*Instructions to follow*.
Copy the listing below line by line, keeping every character unchanged.

BEGIN Listing

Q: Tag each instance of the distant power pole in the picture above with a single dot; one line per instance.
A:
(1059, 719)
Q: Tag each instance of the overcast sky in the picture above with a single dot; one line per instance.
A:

END Listing

*Response*.
Q: Tag each instance of the distant power pole in the picture above with a single dot; one line per instance.
A:
(1059, 719)
Q: Tag each instance of the overcast sky in the picture above with a single dot; one line per instance.
A:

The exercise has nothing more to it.